--- Podany fragment ---
Dobrze wieczorem jesienią podumać sobie przy herbacie z cytryną. Chciałabym wrócić do jednego punktu, o którym Wam dzisiaj wspomniałam. Ludzie często zdradzają mimo, że kochają. Wiem, że większość tego może nie zrozumieć, bo zdrada boli i rozczarowuje. Ale musimy zdać sobie sprawę z tego, że posiadanie czyjegoś serca i umysłu jest ważniejsze niż posiadanie czyjeś dupy. Nikt z nas nie jest kryształowy i popełnia błędy. Wiadomym jest to, że nikt nie chce zostać zdradzonym, bo to wywołuje cierpienie i obniżenie poczucia własnej wartości, ale życie jest nieprzewidywalne i myślę, że dostajemy od życia to co jesteśmy w stanie udźwignąć. Może to niedzisiejsze ale ja uważam, że pewne rzeczy muszą się wydarzyć abyśmy się ukształtowali. Wiele spraw po prostu trzeba przepracować ze sobą, z przyjacielem lub psychologiem. Musimy ćwiczyć samych siebie, bo jesteśmy jedną osobą jaka będzie z nami na zawsze. To my sami. I może to smutne, depresyjne i takie smętne, ale tak jest. Ludzie zawsze odchodzą. I znam siebie i wiem, że nie lubię rozstań czy to z facetami czy przyjaciółkami. To zawsze boli, bo zawsze coś nas z daną osobą łączyło. Myślę też, że warto walczyć o osobę, z którą było to flow, nawet jeśli nas skrzywdziła. Ludzie krzywdzą często z bezsilności, słabości charakteru albo ze strachu. Nie zawsze chcą skrzywdzić. Niektórzy mają do tego talent. (...) tak sobie dzisiaj myślałam, że odeszłam od przyjaźni z Magdaleną, bo powiedziała mi po pijaku, że powinnam się zabić razem z nią. Przekreśliłam 5 lat przyjaźni z nią dla jednego zdania. Z drugą przekreśliłam ze względu na poglądy, z trzecią przez niewyjaśnienie sobie co mnie boli. Popatrzcie teraz... jedna rzecz a przekreśliła kilka lat przyjaźni. Głupie nie? Głupie! ale my ludzie mamy tę cholerną dumę i czekamy jak ktoś wyciągnie rękę i przeprosi. Dlaczego nie możemy pierwsi tego zrobić? Bo co? Wstydzimy się czy jesteśmy tak zawzięci? Życie jest jedno i może nas dopaść choroba, możemy zginąć pod pociągiem albo wyjechać na koniec świata i co wtedy? Tracimy czas na dumę, zawziętość i upór. Dlaczego zapominamy o tych dobrych rzeczach?

--- Twoje zadanie ---
Poprowadź dalej rozważania o dumie i zerwanych przyjaźniach, zaczynając tuż po ich ostatnim zdaniu. Wykaz nie ma żadnego związku z rozważaniami o dumie i zerwanych przyjaźniach.

--- Zapisane dane ---

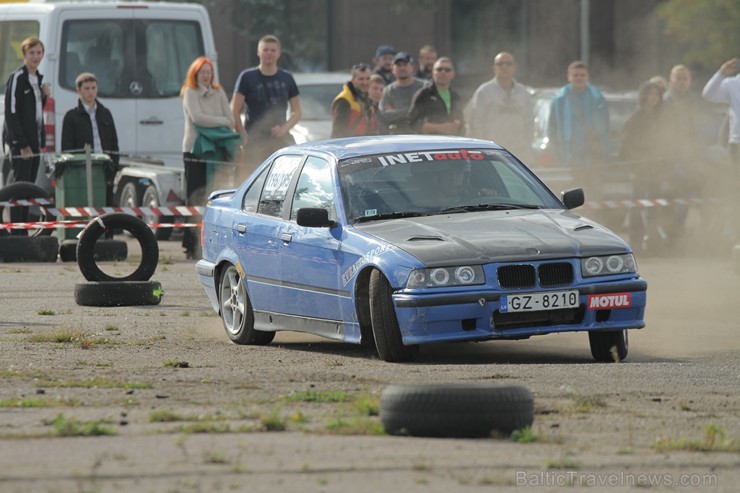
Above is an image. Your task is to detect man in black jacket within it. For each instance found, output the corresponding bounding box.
[3,38,50,230]
[409,57,465,135]
[62,72,118,206]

--- Odpowiedź do zadania ---
Ja na przykład pamiętam: jazdę autem przy głośnej muzie, palenie Davidoffów w lesie, podrywanie facetów na "siostrzyczki", chodzenie do Douglasa, żebranie o próbki perfum, słuchanie Disco Polo i śpiewanie, zakupy w Porcie.

Pamiętam też: picie grzańca na Piotrkowskiej, dźwiganie małej lodówki, rozmowy o wrednym Meksykaninie, nagranie urodzinowe.

Pamiętam także: kilometry spacerów uprawiane na nerwy, rozmowy o facetach tych złych i pozbawionych uczuć, miłość do kardiganów gdy dupa zła i za duża, miłość do Carrefoura i dbania o szczegóły.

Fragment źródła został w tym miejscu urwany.